▶ **Задания**:
(1) Продублируйте фрагмент страницы целиком, не изменяя в нём ни одного символа.
(2) Выберите из записей все строки со словом «shadow» и перепишите их, учитывая регистр букв.

▶ **Фрагмент страницы**:
┄┄┄┄┄┄┄┄┄┄
Я в жизни не числил себя ничьей сексуальной грезой. Какой из меня супермен? До «Экипажа» я не на всяком пляже-то раздевался, а тут первый в нашем кино «голый» кадр, хоть и рыбка на первом плане. Первый постельный разговор.

Это сейчас мы уже рассмотрели, какие бывают голые женщины и даже мужчины, а тогда-то об этом никто не догадывался! Думаю, за то и полюбили, что первый.

* * *

Кино — это буквально опрокидывающее с копыт впечатление, когда видишь свое лицо два на три метра, ни в зеркале, ни на фото оно не кажется таким идиотским. Фальшивым.

Я все думал: неужели этот урод, и моральный тоже, может нравиться? Оказывается. Еще как!

Мало того, что все светофоры поразвинчивали на цветомузыку, письма шли потоком. Девушки слали фотографии усатых любимых и спрашивали: «Не правда ли, похож на вас?» Никого не хочу обидеть, но это действительно страна дураков.

1990 г.

* * *

Почувствовал ли я свой звездный час? Нет. Я всю жизнь мечтал сыграть Сирано де Бержерака, и трижды был в моей жизни случай, когда я мог бы это сделать. Но по разным причинам сорвалось. А сейчас перегорело.

* * *

Я старался никогда не хамить и не быть капризным. Надеюсь, что никто из тех, с кем мне довелось работать, не может пожаловаться на мой характер, на то, что я сходу говорил «нет», не выслушав резоны.
┄┄┄┄┄┄┄┄┄┄
▶ **Предоставленные записи**:
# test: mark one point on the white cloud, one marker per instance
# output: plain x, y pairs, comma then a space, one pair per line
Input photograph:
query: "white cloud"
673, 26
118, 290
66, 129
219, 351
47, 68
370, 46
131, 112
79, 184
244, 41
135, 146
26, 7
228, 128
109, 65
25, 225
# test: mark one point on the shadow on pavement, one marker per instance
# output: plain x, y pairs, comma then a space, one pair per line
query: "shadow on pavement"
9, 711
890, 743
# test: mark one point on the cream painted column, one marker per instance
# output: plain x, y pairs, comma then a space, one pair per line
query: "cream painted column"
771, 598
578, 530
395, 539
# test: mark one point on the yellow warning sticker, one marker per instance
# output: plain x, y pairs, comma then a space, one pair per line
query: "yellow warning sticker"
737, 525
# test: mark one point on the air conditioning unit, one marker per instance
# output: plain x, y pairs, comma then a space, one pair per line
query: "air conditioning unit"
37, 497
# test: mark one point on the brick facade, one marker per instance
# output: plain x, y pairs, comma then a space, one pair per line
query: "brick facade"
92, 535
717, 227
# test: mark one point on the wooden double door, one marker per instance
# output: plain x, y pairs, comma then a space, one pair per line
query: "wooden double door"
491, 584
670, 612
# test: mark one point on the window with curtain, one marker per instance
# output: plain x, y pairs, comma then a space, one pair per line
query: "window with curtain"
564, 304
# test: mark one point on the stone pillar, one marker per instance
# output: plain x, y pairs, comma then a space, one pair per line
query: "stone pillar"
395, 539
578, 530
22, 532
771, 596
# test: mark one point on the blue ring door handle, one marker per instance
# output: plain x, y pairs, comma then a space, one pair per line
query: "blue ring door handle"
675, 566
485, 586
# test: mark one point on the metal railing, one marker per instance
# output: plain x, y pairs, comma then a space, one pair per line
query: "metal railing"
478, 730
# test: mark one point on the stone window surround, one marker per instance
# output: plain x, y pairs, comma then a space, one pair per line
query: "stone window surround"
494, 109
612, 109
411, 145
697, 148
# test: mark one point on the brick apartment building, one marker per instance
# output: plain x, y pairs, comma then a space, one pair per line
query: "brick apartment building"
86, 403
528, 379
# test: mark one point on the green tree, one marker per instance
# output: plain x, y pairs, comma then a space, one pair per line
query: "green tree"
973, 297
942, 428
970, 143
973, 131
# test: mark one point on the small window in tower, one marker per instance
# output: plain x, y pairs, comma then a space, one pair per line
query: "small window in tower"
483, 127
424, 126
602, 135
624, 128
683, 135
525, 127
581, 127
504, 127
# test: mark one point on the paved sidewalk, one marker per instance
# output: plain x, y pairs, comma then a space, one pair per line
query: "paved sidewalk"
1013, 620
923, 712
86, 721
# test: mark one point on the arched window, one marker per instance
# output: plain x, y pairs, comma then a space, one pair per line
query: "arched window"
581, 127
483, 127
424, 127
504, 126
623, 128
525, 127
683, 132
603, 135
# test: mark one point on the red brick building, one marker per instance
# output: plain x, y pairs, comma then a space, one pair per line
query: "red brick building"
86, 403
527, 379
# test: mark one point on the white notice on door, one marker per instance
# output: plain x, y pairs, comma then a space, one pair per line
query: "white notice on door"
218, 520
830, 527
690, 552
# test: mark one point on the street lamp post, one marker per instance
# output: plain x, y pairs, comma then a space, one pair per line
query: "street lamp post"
┄┄┄┄┄┄┄┄┄┄
▶ **Ответы к заданиям**:
(1)
Я в жизни не числил себя ничьей сексуальной грезой. Какой из меня супермен? До «Экипажа» я не на всяком пляже-то раздевался, а тут первый в нашем кино «голый» кадр, хоть и рыбка на первом плане. Первый постельный разговор.

Это сейчас мы уже рассмотрели, какие бывают голые женщины и даже мужчины, а тогда-то об этом никто не догадывался! Думаю, за то и полюбили, что первый.

* * *

Кино — это буквально опрокидывающее с копыт впечатление, когда видишь свое лицо два на три метра, ни в зеркале, ни на фото оно не кажется таким идиотским. Фальшивым.

Я все думал: неужели этот урод, и моральный тоже, может нравиться? Оказывается. Еще как!

Мало того, что все светофоры поразвинчивали на цветомузыку, письма шли потоком. Девушки слали фотографии усатых любимых и спрашивали: «Не правда ли, похож на вас?» Никого не хочу обидеть, но это действительно страна дураков.

1990 г.

* * *

Почувствовал ли я свой звездный час? Нет. Я всю жизнь мечтал сыграть Сирано де Бержерака, и трижды был в моей жизни случай, когда я мог бы это сделать. Но по разным причинам сорвалось. А сейчас перегорело.

* * *

Я старался никогда не хамить и не быть капризным. Надеюсь, что никто из тех, с кем мне довелось работать, не может пожаловаться на мой характер, на то, что я сходу говорил «нет», не выслушав резоны.

(2)
# test: mark one point on the shadow on pavement, one marker per instance
query: "shadow on pavement"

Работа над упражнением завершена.